◆ **Goal of the exercise**
Starting with the line that contains "Target: frosted glass light shade" and continuing through the last of the entries, rewrite every line, requests included, multiplying each x and y coordinate in the answers by 0.4 and rounding to whole numbers, with halves rounded up. Leave the pictures out.

◆ **Data provided**
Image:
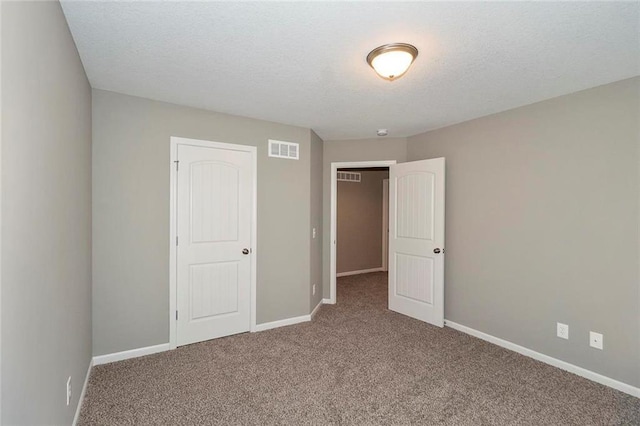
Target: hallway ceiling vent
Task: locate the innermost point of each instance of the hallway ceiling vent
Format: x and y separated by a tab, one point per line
280	149
349	176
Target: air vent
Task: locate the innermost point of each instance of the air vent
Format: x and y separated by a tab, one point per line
280	149
349	176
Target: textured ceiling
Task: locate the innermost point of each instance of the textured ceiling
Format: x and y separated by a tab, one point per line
304	63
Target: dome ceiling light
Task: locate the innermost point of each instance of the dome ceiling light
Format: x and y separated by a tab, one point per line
391	61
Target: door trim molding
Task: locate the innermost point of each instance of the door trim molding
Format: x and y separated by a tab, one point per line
173	255
334	210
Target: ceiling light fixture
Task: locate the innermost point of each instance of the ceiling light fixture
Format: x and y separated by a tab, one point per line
391	61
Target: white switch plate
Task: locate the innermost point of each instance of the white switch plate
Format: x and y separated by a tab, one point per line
562	331
69	390
596	340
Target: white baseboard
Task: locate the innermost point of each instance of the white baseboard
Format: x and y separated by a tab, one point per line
133	353
583	372
315	310
361	271
82	393
282	323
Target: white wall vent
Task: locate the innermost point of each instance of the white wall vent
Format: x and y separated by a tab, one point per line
349	176
280	149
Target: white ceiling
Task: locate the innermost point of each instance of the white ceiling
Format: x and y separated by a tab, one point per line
304	63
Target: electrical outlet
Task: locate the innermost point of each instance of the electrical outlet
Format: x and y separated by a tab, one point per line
563	331
69	390
596	340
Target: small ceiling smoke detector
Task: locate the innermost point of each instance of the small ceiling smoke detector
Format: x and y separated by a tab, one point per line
391	61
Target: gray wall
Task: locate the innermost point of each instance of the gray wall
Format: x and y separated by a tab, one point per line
46	216
131	215
316	219
351	150
359	222
542	225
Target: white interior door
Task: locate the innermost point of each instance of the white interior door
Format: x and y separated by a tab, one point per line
416	240
213	253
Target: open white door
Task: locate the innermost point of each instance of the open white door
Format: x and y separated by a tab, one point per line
416	240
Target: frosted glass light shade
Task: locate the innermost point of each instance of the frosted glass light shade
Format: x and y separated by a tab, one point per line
391	61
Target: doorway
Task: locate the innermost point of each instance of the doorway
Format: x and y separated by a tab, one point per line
416	236
213	234
334	211
360	224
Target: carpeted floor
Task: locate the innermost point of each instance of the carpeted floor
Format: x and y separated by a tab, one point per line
356	363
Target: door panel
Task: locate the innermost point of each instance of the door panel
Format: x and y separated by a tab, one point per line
416	224
214	200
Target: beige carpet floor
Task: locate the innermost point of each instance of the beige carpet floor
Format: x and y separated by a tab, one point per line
356	363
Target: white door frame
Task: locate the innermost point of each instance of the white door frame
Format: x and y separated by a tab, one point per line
334	211
385	224
173	208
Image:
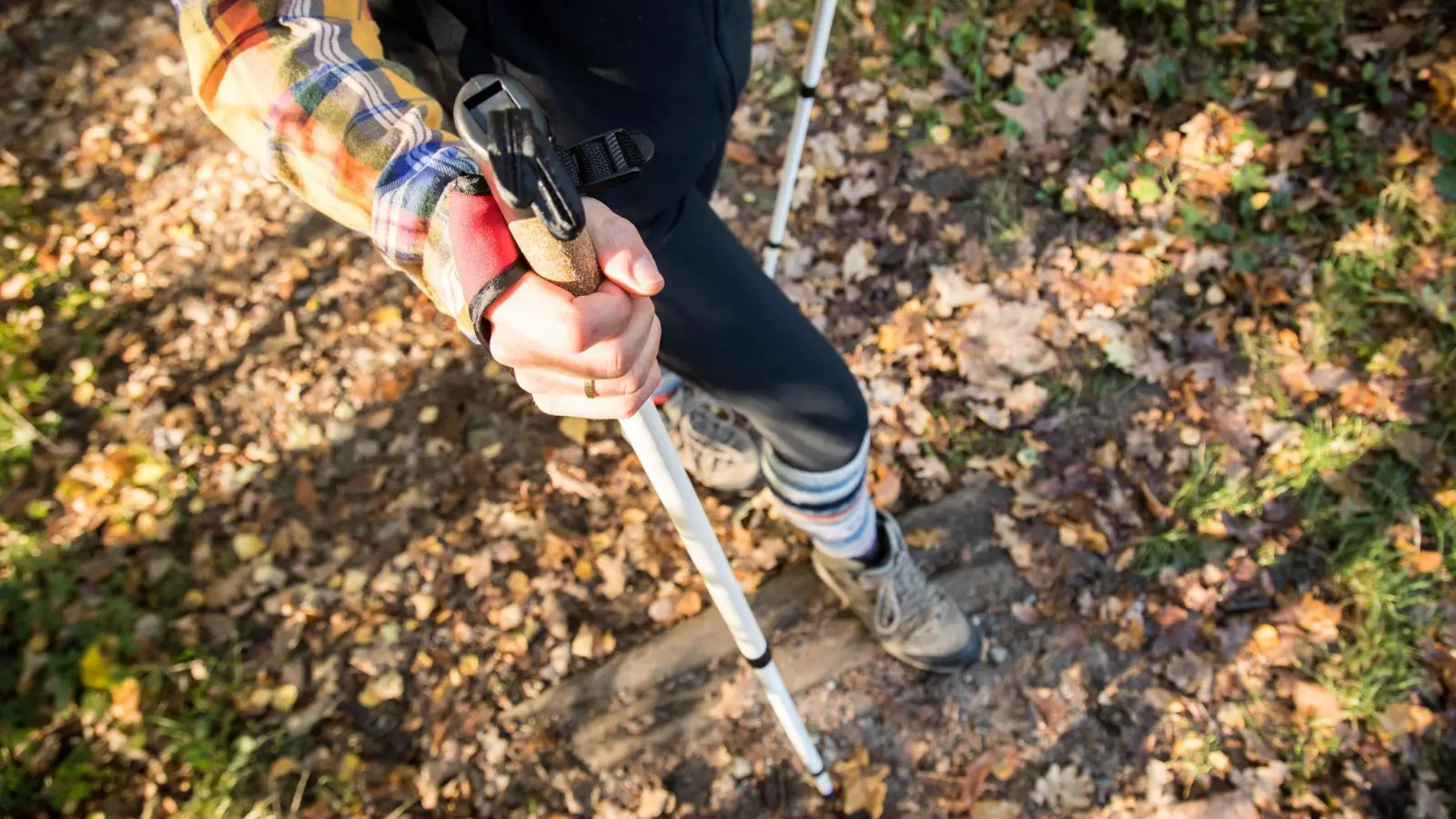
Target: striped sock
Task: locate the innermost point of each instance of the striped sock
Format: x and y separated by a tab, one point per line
832	508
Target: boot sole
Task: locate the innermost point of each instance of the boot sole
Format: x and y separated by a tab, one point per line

◆ **Solution**
Target: frosted glass light shade
Task: locate the innermost point of each instance of the frosted glass light shade
Format: x and y separated by a tab, one point per line
156	24
Target: doorway
Task: locate the innermost point of each instance of the doorway
Format: x and y separated by a tab, one point per line
166	94
85	94
134	84
144	90
Target: carpeted floor
Task: locate the innermost point of each instance of the carpeted floor
Format: x and y separated by a tab, one point per line
142	145
Target: door panel
Task: locate the innermost point of each instance of the door panel
Format: x and y separated by a tab, one point per line
166	90
86	80
Target: beige carpet floor
Task: locate the innermost point of each instance of the beige carpet floor
Format: x and y separated by a tab, one point per line
142	145
Target: white door frame
Task: locate the innermost point of each instance of the white door frame
Format: x and y separated by a tab, one point per line
134	84
154	90
69	83
Image:
Target: striped sock
Task: locate the innermost point of each instance of the striped sock
Format: x and y separated by a tab, one point per line
333	203
Target: boot sole
Task: locate the innermost point of each instance of the boot sole
Format: x and y separated by a tab, one point per line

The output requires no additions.